* DATA TO EXAMINE:

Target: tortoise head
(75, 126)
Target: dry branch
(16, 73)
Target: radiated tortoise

* YOUR INSTRUCTIONS:
Each line above must be reproduced exactly.

* REPLY TO THE TASK:
Target: tortoise head
(75, 126)
Target: dry branch
(16, 73)
Target: radiated tortoise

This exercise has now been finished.